## Aim
Write out the passage of the Hadoop on EC2 page from "Running Hadoop on" to "(for the TaskTracker)." word for word.

## Page
:::::

Running Hadoop on Amazon EC2

Version 0.17of Hadoop includes a few changes that provide support for multiple simultaneous clusters, quicker startup times for large clusters, and includes a pre-configured Ganglia installation. These differences are noted below.

Note:Cloudera also provides their distribution for Hadoop as an EC2 AMI with single command deployment and support for Hive/Pig out of the box.

Security

Clusters of Hadoop instances are created in a security group. Instances within the group have unfettered access to one another. Machines outside the group (such as your workstation), can only access the instance via ports 22 (for SSH), port 50030 (for the JobTracker), and port 50060 (for the TaskTracker).

:::::

## Extracted information
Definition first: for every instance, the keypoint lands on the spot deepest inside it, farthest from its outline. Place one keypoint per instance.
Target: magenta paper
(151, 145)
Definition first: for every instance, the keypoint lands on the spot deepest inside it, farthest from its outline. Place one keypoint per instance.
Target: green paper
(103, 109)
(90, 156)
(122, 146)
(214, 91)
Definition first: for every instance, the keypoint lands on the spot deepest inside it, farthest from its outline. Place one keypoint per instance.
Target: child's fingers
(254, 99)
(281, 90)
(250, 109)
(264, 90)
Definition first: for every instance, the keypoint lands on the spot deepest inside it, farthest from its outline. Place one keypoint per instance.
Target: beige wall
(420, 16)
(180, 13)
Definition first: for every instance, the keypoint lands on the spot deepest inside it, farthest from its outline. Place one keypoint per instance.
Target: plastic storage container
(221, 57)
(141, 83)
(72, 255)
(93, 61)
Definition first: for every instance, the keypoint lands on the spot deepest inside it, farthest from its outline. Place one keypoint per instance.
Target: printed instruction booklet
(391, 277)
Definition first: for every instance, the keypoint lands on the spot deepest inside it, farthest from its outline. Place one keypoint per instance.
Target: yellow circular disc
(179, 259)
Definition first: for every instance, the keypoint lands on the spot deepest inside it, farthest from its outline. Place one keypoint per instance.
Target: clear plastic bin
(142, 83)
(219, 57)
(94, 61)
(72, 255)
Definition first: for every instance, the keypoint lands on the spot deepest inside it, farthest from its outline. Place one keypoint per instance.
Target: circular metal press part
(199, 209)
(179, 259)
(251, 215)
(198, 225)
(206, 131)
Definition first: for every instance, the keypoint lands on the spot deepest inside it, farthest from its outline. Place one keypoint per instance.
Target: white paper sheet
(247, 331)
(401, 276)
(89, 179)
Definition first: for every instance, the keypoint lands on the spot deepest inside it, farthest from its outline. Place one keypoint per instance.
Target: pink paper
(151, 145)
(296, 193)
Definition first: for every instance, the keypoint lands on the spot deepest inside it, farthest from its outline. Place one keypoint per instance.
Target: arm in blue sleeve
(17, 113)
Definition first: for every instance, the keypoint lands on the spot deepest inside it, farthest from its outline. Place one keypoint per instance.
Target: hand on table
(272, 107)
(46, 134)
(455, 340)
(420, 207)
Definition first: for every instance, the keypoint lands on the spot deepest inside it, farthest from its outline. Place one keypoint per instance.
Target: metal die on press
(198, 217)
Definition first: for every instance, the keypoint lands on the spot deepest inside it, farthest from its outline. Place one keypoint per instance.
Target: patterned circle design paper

:::::

## Right answer
Running Hadoop on Amazon EC2

Version 0.17of Hadoop includes a few changes that provide support for multiple simultaneous clusters, quicker startup times for large clusters, and includes a pre-configured Ganglia installation. These differences are noted below.

Note:Cloudera also provides their distribution for Hadoop as an EC2 AMI with single command deployment and support for Hive/Pig out of the box.

Security

Clusters of Hadoop instances are created in a security group. Instances within the group have unfettered access to one another. Machines outside the group (such as your workstation), can only access the instance via ports 22 (for SSH), port 50030 (for the JobTracker), and port 50060 (for the TaskTracker).